[Data entries]
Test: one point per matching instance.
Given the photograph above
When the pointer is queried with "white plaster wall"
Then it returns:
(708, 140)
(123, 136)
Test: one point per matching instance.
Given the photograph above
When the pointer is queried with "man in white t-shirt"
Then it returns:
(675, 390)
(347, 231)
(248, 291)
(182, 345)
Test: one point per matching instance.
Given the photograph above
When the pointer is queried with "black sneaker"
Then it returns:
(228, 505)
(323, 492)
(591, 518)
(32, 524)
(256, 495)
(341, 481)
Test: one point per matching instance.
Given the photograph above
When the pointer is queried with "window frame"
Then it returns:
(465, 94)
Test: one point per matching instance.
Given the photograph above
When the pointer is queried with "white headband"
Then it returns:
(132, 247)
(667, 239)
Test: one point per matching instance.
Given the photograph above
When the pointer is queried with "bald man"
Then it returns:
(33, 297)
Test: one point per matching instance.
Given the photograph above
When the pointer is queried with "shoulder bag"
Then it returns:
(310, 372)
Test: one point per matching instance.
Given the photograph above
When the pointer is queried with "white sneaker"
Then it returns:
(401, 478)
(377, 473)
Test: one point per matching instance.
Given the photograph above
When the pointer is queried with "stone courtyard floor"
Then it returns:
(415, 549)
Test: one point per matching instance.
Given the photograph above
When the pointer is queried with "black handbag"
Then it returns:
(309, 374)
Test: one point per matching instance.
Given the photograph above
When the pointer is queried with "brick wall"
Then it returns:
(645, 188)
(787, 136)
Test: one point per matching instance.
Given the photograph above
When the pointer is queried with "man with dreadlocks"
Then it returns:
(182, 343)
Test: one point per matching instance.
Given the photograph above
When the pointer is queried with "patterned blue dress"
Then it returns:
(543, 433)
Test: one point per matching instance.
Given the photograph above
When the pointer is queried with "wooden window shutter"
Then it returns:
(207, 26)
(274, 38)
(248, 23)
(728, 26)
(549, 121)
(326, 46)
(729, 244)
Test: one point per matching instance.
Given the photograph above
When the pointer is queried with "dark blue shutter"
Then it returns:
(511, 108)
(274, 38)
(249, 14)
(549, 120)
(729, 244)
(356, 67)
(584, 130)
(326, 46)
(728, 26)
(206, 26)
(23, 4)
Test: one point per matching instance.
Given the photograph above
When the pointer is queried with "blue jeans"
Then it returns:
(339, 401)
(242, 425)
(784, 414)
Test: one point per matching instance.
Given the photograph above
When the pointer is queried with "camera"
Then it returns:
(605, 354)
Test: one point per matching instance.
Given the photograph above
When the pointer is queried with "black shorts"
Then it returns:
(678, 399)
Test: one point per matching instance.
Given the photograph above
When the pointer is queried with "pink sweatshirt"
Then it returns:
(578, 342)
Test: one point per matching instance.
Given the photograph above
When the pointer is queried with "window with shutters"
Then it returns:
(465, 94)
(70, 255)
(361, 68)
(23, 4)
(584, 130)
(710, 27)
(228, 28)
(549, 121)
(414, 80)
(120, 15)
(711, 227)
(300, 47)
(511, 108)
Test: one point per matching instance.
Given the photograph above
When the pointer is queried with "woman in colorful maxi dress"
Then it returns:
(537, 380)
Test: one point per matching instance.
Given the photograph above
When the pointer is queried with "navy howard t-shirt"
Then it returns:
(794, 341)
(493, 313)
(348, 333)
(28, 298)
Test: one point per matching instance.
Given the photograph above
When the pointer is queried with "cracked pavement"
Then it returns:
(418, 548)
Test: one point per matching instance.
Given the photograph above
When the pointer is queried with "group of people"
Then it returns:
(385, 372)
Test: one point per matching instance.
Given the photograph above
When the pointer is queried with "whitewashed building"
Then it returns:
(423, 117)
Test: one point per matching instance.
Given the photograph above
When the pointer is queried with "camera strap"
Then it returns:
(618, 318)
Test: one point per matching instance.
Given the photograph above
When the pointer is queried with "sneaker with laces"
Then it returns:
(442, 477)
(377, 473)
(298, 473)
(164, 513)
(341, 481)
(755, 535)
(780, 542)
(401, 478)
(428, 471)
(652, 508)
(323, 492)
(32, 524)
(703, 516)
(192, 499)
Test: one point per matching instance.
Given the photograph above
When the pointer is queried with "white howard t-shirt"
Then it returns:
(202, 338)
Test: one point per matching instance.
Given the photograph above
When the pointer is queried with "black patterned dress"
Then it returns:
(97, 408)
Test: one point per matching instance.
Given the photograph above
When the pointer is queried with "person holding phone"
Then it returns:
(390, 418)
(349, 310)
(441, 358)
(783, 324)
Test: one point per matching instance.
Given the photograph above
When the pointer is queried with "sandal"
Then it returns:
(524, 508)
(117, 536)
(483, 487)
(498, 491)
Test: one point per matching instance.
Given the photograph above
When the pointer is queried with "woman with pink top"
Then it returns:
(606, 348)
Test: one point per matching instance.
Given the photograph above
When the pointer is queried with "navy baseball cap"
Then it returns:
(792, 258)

▸ WHAT YOU NEED TO DO: How many of the lines contain the string "blue"? Give only the number.

▸ REPLY TO THE EXERCISE: 3